WHAT IS BEING ASKED:
Your answer should be the data below, reproduced with nothing changed.

[Data excerpts]
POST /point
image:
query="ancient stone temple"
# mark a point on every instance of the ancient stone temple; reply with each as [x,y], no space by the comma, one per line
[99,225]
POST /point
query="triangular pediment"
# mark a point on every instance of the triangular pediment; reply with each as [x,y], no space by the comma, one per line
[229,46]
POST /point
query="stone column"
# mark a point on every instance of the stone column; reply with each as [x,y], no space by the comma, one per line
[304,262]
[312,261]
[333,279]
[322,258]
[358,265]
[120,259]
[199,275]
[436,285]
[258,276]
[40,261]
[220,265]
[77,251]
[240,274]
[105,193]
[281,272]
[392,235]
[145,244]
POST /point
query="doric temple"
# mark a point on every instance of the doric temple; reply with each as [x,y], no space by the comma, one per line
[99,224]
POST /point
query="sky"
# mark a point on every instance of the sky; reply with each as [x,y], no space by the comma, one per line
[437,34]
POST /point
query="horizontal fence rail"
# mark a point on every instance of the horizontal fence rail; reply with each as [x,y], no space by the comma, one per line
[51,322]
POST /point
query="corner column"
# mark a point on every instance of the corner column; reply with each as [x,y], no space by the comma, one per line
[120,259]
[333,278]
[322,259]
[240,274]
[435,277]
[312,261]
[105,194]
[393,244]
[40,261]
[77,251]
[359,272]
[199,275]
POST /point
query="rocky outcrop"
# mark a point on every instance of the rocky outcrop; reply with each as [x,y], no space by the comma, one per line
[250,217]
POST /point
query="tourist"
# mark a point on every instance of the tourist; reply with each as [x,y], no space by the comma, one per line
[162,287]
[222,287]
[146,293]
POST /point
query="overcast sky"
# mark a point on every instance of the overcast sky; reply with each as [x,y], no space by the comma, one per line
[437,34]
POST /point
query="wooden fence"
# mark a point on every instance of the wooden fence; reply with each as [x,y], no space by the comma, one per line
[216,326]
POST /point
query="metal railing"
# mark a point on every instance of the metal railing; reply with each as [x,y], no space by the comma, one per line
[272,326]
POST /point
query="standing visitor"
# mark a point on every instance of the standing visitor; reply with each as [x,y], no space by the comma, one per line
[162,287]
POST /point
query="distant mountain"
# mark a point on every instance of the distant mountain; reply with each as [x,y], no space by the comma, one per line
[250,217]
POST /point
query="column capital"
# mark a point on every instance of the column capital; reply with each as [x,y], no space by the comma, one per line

RESULT BELOW:
POST /point
image:
query="ancient stone temple"
# mark a point on every instance of the ancient stone temple; reply with each as [x,y], no space by the comma, one per line
[99,225]
POST /point
query="triangular pediment"
# mark a point on every instance of the triangular pediment; reply with each as [x,y], no space by the comma, one per line
[229,46]
POST /point
query="stone column"
# mark a point on every instance of the stone column; reply with each as [x,y], no space by the comma, one per line
[304,262]
[312,261]
[333,279]
[322,258]
[358,265]
[120,259]
[199,275]
[436,285]
[258,276]
[40,261]
[220,265]
[77,251]
[240,274]
[105,193]
[281,272]
[392,235]
[145,244]
POST /point
query="doric temple"
# mark a point on every instance of the doric temple; reply with each as [x,y], no space by the comma, one per line
[99,224]
POST /point
query="sky"
# mark a point on every instance of the sky; reply with each as [x,y], no space by the comma, one per line
[437,34]
POST /point
query="horizontal fence rail"
# mark a point on every instance of the horizontal fence rail; reply with each as [x,y], no space by the comma, one per line
[51,322]
POST /point
query="corner column"
# mark a point on every instance of the corner column; reply with each as [x,y], no space by the comma, one per line
[120,259]
[333,278]
[322,259]
[240,274]
[435,277]
[312,261]
[105,194]
[393,244]
[40,261]
[77,251]
[359,272]
[199,275]
POST /point
query="rocky outcrop"
# mark a point on every instance of the rocky outcrop; reply with each as [x,y], no space by the comma, one per line
[250,217]
POST /point
query="tourist"
# mark a point on every instance of the tourist; reply with each as [x,y], no space by the comma, one per line
[162,287]
[222,287]
[146,293]
POST /point
query="overcast sky"
# mark a point on every instance of the overcast sky; reply with each as [x,y], no space by the comma, one per line
[437,34]
POST /point
query="wooden fence"
# mark a point on every instance of the wooden fence; reply with each as [x,y], no space by the comma, one per line
[216,326]
POST /point
query="metal railing"
# mark a point on every instance of the metal railing; reply with each as [x,y], no space by the comma, one per line
[272,326]
POST /point
query="standing visitor"
# mark a point on every instance of the standing visitor; reply with each as [x,y], no space by the comma, one per line
[162,287]
POST /point
query="distant mountain"
# mark a point on every instance of the distant mountain; reply with each as [x,y], no space by the comma, one per line
[250,217]
POST /point
query="column capital"
# mark a point on every instance of the column capital; reply with each as [x,y], no space by the comma, one per line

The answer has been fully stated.